◆ **文本部分**:
────────────────

Storm的WordCount案例(spout bolt详细总结)

Storm的WordCount案例(spout bolt详细总结)spout介绍一个spout是由流组成的数据源在storm的拓扑里,通常情况下会读取外部的数据源然后emit(发射)到拓扑里面,比如是kafka,MySQL或者redis等等,Spout有两种实现一种是可靠的消息实现,如果发送失败则会重试,另外一种是不可靠的消息实现可能会出现消息丢失,spout可以一次声明多个数据流通过OutputFieldsDeclarer类的declareStream方法,当然前提是你的SpoutOutputCollector里的emit也是多个流Spout里面主要的方法..

spout介绍

一个spout是由流组成的数据源在storm的拓扑里,通常情况下会读取外部的数据源 
然后emit(发射)到拓扑里面,比如是kafka,MySQL或者redis等等,Spout有两种实现一种是可靠的消息实现,如果发送失败则会重试,另外一种是不可靠的消息实现可能会出现消息丢失,spout可以一次声明多个数据流通过OutputFieldsDeclarer类的declareStream方法,当然前提是你的SpoutOutputCollector里的emit也是多个流 

Spout里面主要的方法是nextTuple,它里面可以发射新的tuple到拓扑,或者当没有消息的时候就return,需要注意,这个方法里面不能阻塞,因为storm调用spout方法是单线程的,其他的主要方法是ack和fail,如果使用了可靠的spout,可以使用ack和fail来确定消息发送状态 

相关扩展: 
IRichSpout:spout类必须实现的接口 
BaseRichSpout :可靠的spout有ack确保 
BaseBasicSpout :不可靠的spout

1.Spout组件:创建Spout(WordCountSpout)组件采集数据,作为整个Topology的数据源

WordCountSpout:
package storm;

import lombok.SneakyThrows;
import org.apache.storm.spout.SpoutOutputCollector;
import org.apache.storm.task.TopologyContext;
import org.apache.storm.topology.IRichSpout;
import org.apache.storm.topology.OutputFieldsDeclarer;
import org.apache.storm.tuple.Fields;
import org.apache.storm.tuple.Values;

import java.util.Map;
import java.util.Random;
import java.util.concurrent.TimeUnit;

/**
 * @author: wtl
 * @License: (C) Copyright 2020, wtl Corporation Limited.

────────────────

◆ **源数据**:

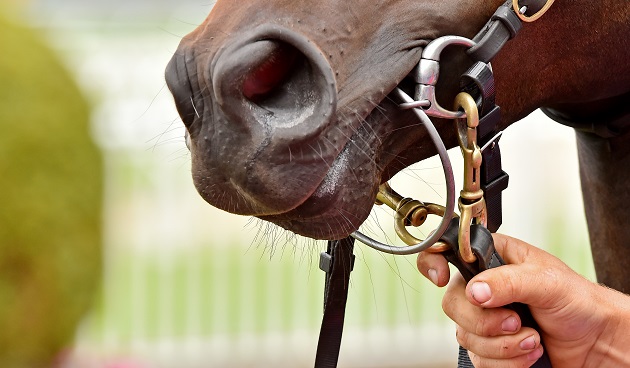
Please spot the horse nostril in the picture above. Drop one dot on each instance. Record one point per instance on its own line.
(267, 77)
(275, 82)
(178, 83)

────────────────

◆ **练习任务**:
(1) 根据 Storm WordCount 案例一文回答：
(a) Spout 里面主要的方法是哪一个？
(b) 文中说 nextTuple 方法里不能阻塞，给出的原因是什么？
(c) 哪个类被列为不可靠的 spout？
(2) 照原样打印 Storm WordCount 案例一文中的一段，从“import java.util.Map;”开始，一直到“wtl Corporation Limited.”为止。
(3) 从 Storm WordCount 案例一文停下的地方往下续写。
完成这些练习用不到上面的行。

◆ **练习答案**:
(1)
(a) nextTuple。
(b) 因为 storm 调用 spout 方法是单线程的。
(c) BaseBasicSpout。

(2)
import java.util.Map;
import java.util.Random;
import java.util.concurrent.TimeUnit;

/**
 * @author: wtl
 * @License: (C) Copyright 2020, wtl Corporation Limited.

(3)
 * @Contact: 1050100468@qq.com
 * @Date: 2020/11/27 5:14
 * @Version: 1.0
 * @Description:
 */
public class WordCountSpout implements IRichSpout {

    private SpoutOutputCollector spoutOutputCollector;
    private String [] lines = {"I love you","hello world","hello kitty","nihao beijing"};
    private Random random = new Random();

    @Override
    public void open(Map<String, Object> map, TopologyContext topologyContext, SpoutOutputCollector spoutOutputCollector) {
        this.spoutOutputCollector = spoutOutputCollector;
    }

    @Override
    public void close() {

    }

    @Override
    public void activate() {

    }

    @Override
    public void deactivate() {

    }

    @SneakyThrows
    @Override
    public void nextTuple() {
        int nextInt = random.nextInt(lines.length);
        spoutOutputCollector.emit(new Values(lines[nextInt]));
        TimeUnit.SECONDS.sleep(1);
    }

    @Override
    public void ack(Object o) {

    }

    @Override
    public void fail(Object o) {

    }

    @Override
    public void declareOutputFields(OutputFieldsDeclarer outputFieldsDeclarer) {
        outputFieldsDeclarer.declare(new Fields("line"));
    }

    @Override
    public Map<String, Object> getComponentConfiguration() {
        return null;
    }
}

bolt介绍

Bolts 业务处理单元 
所有的拓扑处理都会在bolt中进行,bolt里面可以做任何etl,比如过滤,函数,聚合,连接,写入数据库系统或缓存等,一个bolt可以做简单的事件流转换,如果是复杂的流转化,往往需要多个bolt参与,这就是流计算,每个bolt都进行一个业务逻辑处理,bolt也可以emit多个流到下游,通过declareStream方法声明输出的schema。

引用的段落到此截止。